Your instructions:
Pull out every line of the items below and copy each one word for word, with no changes.
□ □ □
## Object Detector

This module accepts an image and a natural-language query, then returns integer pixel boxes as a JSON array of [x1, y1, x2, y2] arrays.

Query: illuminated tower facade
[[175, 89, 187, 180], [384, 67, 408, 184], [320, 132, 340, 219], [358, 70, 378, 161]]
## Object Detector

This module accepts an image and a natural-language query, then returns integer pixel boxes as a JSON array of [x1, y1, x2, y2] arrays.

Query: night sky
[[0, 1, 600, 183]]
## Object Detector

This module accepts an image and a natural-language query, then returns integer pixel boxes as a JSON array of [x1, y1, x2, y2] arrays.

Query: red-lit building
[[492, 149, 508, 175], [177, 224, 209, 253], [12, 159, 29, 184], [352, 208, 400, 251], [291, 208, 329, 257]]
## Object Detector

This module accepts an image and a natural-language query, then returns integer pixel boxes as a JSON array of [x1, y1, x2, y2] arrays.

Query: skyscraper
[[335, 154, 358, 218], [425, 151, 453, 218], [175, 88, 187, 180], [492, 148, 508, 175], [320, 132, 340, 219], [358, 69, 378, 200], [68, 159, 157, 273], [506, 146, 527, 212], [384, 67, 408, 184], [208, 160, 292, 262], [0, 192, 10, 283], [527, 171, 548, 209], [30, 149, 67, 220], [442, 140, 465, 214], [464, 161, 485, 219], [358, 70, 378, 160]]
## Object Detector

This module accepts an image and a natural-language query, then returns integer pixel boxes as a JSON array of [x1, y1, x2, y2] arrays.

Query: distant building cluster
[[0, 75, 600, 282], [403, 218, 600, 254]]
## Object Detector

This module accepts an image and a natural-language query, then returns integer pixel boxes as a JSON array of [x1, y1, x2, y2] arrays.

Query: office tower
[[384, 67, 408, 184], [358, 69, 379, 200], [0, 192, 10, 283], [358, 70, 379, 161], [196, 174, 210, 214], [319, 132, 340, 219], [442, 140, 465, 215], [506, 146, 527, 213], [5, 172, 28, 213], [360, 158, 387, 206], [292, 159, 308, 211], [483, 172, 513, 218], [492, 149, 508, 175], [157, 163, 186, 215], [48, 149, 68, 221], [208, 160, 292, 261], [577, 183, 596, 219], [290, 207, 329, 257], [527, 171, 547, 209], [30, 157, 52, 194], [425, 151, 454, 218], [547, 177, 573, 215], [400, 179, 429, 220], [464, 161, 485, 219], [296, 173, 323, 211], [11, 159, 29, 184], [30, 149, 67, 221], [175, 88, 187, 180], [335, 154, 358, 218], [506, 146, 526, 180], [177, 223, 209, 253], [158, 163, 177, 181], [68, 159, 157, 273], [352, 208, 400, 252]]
□ □ □
Answer to this problem:
## Object Detector

This module accepts an image and a natural-language query, then returns integer pixel boxes as a JSON array of [x1, y1, x2, y2] arrays.

Query: illuminated tower facade
[[175, 89, 187, 180], [384, 67, 408, 184], [320, 132, 340, 219], [358, 70, 378, 161]]
## Object Detector

This module accepts an image and a natural-language query, then returns integer pixel boxes as a JSON array of [x1, y1, x2, y2] arrays.

Query: night sky
[[0, 1, 600, 183]]
## Object Detector

This module accepts an image and a natural-language query, then returns integer pixel boxes as a JSON array of [x1, y1, x2, y2] arrays.

Query: red-lit building
[[492, 149, 508, 175], [177, 224, 209, 253], [12, 159, 29, 184], [352, 208, 400, 251], [291, 208, 329, 257]]
## Object Detector

This module accepts an image and a natural-language query, then returns integer pixel boxes as a JSON array of [x1, y1, x2, y2] arrays.

Query: skyscraper
[[335, 154, 358, 218], [425, 151, 453, 218], [175, 88, 187, 180], [492, 148, 508, 175], [320, 132, 340, 219], [358, 69, 378, 200], [68, 159, 157, 273], [506, 146, 527, 212], [384, 67, 408, 184], [208, 160, 292, 262], [0, 192, 10, 283], [527, 171, 548, 209], [30, 149, 67, 220], [442, 140, 465, 214], [464, 161, 485, 219], [358, 70, 378, 160]]
## Object Detector

This module accepts an image and a natural-language query, then returns integer pixel boxes as a JSON array of [x1, y1, x2, y2] arrays.

Query: distant building cluster
[[0, 75, 600, 282], [403, 218, 600, 254]]
## Object Detector

This module accepts an image and a natural-language query, then returns integer pixel boxes as a JSON array of [x1, y1, x2, y2] arrays.

Query: office tower
[[384, 67, 408, 184], [358, 69, 379, 200], [0, 192, 10, 283], [358, 70, 379, 161], [196, 174, 210, 214], [319, 132, 340, 219], [442, 140, 465, 215], [506, 146, 527, 213], [5, 172, 28, 213], [360, 158, 387, 206], [292, 159, 308, 211], [483, 172, 513, 218], [492, 149, 508, 175], [157, 163, 186, 215], [48, 149, 68, 221], [208, 160, 292, 261], [577, 183, 596, 219], [290, 207, 329, 257], [527, 171, 547, 209], [30, 157, 52, 194], [425, 151, 454, 218], [547, 177, 573, 215], [400, 179, 429, 220], [464, 161, 485, 219], [296, 173, 323, 211], [11, 159, 29, 184], [30, 149, 67, 221], [175, 88, 187, 180], [335, 154, 358, 218], [506, 146, 526, 180], [177, 223, 209, 253], [158, 163, 177, 181], [68, 159, 157, 273], [352, 208, 400, 252]]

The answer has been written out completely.